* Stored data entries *
=== Begin Enclosure ===

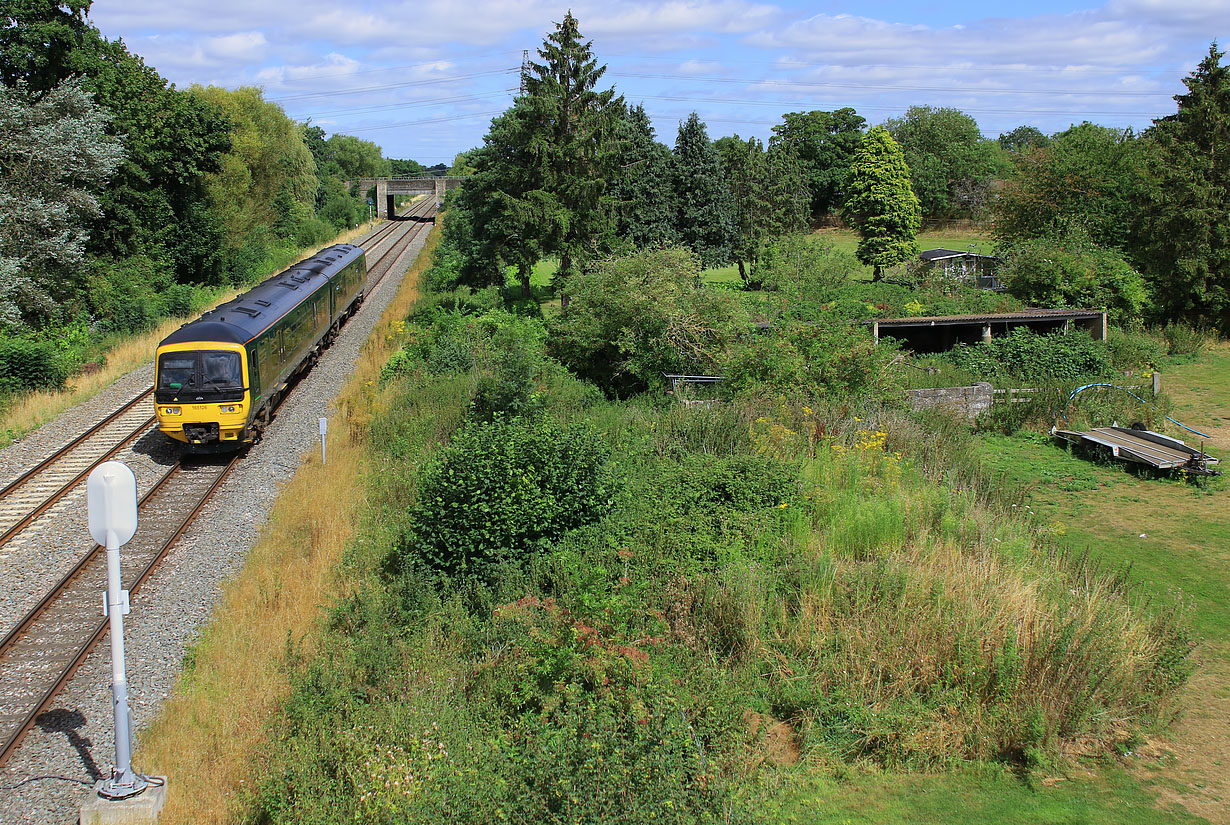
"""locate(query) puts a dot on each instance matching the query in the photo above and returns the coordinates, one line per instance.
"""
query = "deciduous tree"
(1089, 176)
(824, 143)
(880, 202)
(54, 159)
(944, 148)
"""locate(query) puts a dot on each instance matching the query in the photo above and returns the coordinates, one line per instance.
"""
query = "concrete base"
(142, 809)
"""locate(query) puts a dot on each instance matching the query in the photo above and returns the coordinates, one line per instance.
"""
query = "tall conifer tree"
(540, 180)
(1185, 247)
(575, 127)
(642, 188)
(706, 214)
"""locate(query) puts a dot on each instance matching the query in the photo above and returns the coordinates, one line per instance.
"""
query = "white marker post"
(111, 494)
(324, 428)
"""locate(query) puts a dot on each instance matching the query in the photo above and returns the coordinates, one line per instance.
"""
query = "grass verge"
(204, 739)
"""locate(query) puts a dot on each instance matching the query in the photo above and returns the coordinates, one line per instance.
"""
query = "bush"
(1073, 272)
(830, 358)
(1183, 341)
(1135, 348)
(1026, 355)
(632, 319)
(507, 384)
(314, 231)
(31, 363)
(803, 267)
(502, 491)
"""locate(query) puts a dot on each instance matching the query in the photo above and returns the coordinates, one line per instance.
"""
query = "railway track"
(39, 655)
(38, 488)
(41, 487)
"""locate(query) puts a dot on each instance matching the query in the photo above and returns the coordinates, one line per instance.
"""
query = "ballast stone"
(142, 809)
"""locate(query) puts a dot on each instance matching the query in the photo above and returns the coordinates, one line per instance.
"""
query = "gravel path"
(48, 777)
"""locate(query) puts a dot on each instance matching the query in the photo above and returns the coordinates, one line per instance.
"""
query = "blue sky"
(424, 78)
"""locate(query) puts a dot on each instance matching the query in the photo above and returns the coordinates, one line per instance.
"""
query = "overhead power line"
(969, 90)
(416, 123)
(408, 84)
(434, 101)
(881, 108)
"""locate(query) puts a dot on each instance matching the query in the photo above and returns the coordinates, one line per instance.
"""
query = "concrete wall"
(968, 402)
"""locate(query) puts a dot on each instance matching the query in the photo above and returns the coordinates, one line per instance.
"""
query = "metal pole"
(123, 782)
(324, 428)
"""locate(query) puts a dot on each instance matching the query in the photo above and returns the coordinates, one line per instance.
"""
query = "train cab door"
(253, 374)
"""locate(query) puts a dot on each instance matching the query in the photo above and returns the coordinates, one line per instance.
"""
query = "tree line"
(577, 173)
(124, 199)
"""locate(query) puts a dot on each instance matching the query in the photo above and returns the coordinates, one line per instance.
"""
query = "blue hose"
(1081, 389)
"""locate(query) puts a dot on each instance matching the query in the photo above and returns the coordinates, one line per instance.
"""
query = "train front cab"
(202, 394)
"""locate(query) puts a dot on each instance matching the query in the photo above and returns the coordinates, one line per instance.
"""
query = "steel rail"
(73, 482)
(399, 246)
(14, 739)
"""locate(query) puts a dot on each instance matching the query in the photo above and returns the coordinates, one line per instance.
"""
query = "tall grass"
(206, 735)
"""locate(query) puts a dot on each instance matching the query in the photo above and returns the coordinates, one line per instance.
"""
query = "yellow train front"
(219, 378)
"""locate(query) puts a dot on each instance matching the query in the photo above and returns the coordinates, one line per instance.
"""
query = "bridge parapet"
(388, 187)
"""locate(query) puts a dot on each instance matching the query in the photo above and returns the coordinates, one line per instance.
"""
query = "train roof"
(247, 315)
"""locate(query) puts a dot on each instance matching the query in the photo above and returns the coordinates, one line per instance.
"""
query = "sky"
(423, 79)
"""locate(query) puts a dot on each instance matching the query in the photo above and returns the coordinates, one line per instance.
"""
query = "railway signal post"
(112, 504)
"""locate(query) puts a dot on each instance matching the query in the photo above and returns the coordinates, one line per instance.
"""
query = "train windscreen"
(204, 375)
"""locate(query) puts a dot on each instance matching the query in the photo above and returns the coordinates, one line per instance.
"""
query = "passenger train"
(219, 378)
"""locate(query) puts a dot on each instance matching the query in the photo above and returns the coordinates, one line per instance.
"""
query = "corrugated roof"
(993, 317)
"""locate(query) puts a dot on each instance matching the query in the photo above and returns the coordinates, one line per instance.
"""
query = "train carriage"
(219, 378)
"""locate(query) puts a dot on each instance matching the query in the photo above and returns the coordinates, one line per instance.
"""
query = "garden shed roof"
(990, 317)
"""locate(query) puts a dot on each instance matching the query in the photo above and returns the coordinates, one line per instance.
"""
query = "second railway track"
(42, 652)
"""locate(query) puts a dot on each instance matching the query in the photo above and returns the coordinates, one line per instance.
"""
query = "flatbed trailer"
(1142, 446)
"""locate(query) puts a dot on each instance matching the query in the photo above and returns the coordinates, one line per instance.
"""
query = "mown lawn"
(1176, 539)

=== End Enclosure ===

* WHAT IS REQUIRED *
Leave the images out and print each entry exactly.

* PROBLEM SOLUTION *
"""locate(query) puts a dot on each instance matching the query in the photo above and returns the coordinates, one line per instance.
"""
query = "deciduous tree"
(1089, 176)
(824, 143)
(880, 202)
(54, 159)
(944, 148)
"""locate(query) puts a dot on each instance matching the query in the photo above and returns the coordinates, one line per instance.
"""
query = "concrete base"
(142, 809)
"""locate(query) puts a dot on each instance matching the query in the photo above and returns the coordinates, one line per instance.
"""
query = "tall conifer tree"
(540, 180)
(1185, 247)
(575, 127)
(642, 188)
(706, 214)
"""locate(query) puts a dot on each instance matching the query in the photo above and returns the coordinates, one line per instance.
"""
query = "white marker post"
(111, 494)
(324, 428)
"""locate(query) puts a dot on each instance matching the query in the photo above and returns the coordinates, one line per instance.
"""
query = "grass verge"
(204, 739)
"""locate(query) puts a dot on each instance matching the query in the photo above and returns the coordinates, one line per instance.
"""
query = "bush"
(1073, 272)
(830, 358)
(1183, 341)
(1135, 348)
(1026, 355)
(632, 319)
(507, 384)
(314, 231)
(31, 363)
(803, 267)
(502, 491)
"""locate(query) puts a dot on each instance matching the query in the photo above and returns the coordinates, one line per instance.
"""
query = "railway track"
(39, 655)
(38, 488)
(41, 487)
"""locate(query) puts a dot on each instance matching the query in the photo above and returns the coordinates, one line per instance.
"""
query = "ballast stone"
(142, 809)
"""locate(query) puts a dot on each instance matching the query in the photo above and returns the coordinates, one line per instance.
"""
query = "gravel path"
(48, 777)
"""locate(query) puts a dot on each instance matching the query in the photo above and returns the coordinates, one line per instance.
"""
query = "blue sky"
(424, 78)
"""locate(query) puts a dot on each instance matching the query in the photo above and returns the coordinates, one line per instance.
"""
query = "overhead power line"
(969, 90)
(416, 123)
(408, 84)
(434, 101)
(881, 108)
"""locate(query) puts a dot on each instance matching the query in the photo above and returns the coordinates, one line per instance.
"""
query = "concrete wall"
(968, 402)
"""locate(query) puts a dot on each instance matching the query in the photo above and returns the coordinates, one line per instance.
"""
query = "metal pole"
(123, 782)
(324, 428)
"""locate(query) puts a dot on each instance matching the query in the photo above and returns the coordinates, one line per instance.
"""
query = "train cab door"
(253, 374)
"""locate(query) puts a dot on each instance matching the query in the photo above and returns the coordinates, one line per instance.
"""
query = "tree line"
(577, 173)
(124, 199)
"""locate(query) puts a dot on each instance matching the query in the photo above and returns the coordinates, one line per instance.
"""
query = "blue hose"
(1081, 389)
"""locate(query) puts a dot on each instance matching the query in the photo above and returns the coordinates, one line per instance.
"""
query = "train front cab"
(202, 394)
"""locate(query) puts a dot on each instance matching the query in the photo above and returns the coordinates, one line per instance.
"""
query = "steel rail"
(73, 482)
(399, 246)
(14, 739)
"""locate(query) puts a dot on each instance matching the query in the photo above and returns the coordinates, one line per instance.
"""
query = "tall grass"
(206, 735)
"""locate(query) puts a dot on each instance matching the query in the photo above and returns the coordinates, one line per instance.
"""
query = "yellow train front"
(219, 378)
"""locate(query) puts a dot on each instance matching the query in the photo above and returns the coordinates, one line per instance.
"""
query = "bridge parapet"
(388, 187)
"""locate(query) puts a dot on each instance matching the query in the photo above and returns the coordinates, one line per instance.
"""
query = "train roof"
(247, 315)
"""locate(query) puts a dot on each instance matching the query in the photo above and returns the coordinates, one line per instance.
"""
query = "sky"
(423, 79)
"""locate(query) puts a dot on each instance matching the query in the photo above and returns the coordinates, one line per instance.
"""
query = "railway signal post"
(112, 504)
"""locate(query) puts a dot on each instance matching the query in the photo above and returns the coordinates, one line per instance.
"""
query = "train windscreen"
(204, 375)
"""locate(query) puts a dot on each instance matching the query in the photo above and returns the coordinates, one line per instance.
"""
query = "passenger train"
(219, 378)
"""locate(query) puts a dot on each instance matching the query in the photo above and returns the coordinates, one line per instance.
"""
query = "corrugated roof"
(993, 317)
"""locate(query) puts a dot on each instance matching the query in the photo above and returns the coordinates, one line per instance.
"""
query = "train carriage"
(219, 378)
"""locate(query) puts a dot on each instance matching the query in the photo above and returns the coordinates, one line per instance.
"""
query = "garden shed roof"
(990, 317)
"""locate(query) puts a dot on each instance matching the query in the photo above and returns the coordinates, one line per instance.
"""
query = "second railway track"
(42, 652)
"""locate(query) puts a dot on each instance matching the query in the photo above and returns the coordinates, one line per instance.
"""
query = "flatbed trailer"
(1142, 446)
"""locate(query) puts a dot on each instance matching the query in the photo above and returns the coordinates, one line per instance.
"""
query = "mown lawn"
(1176, 539)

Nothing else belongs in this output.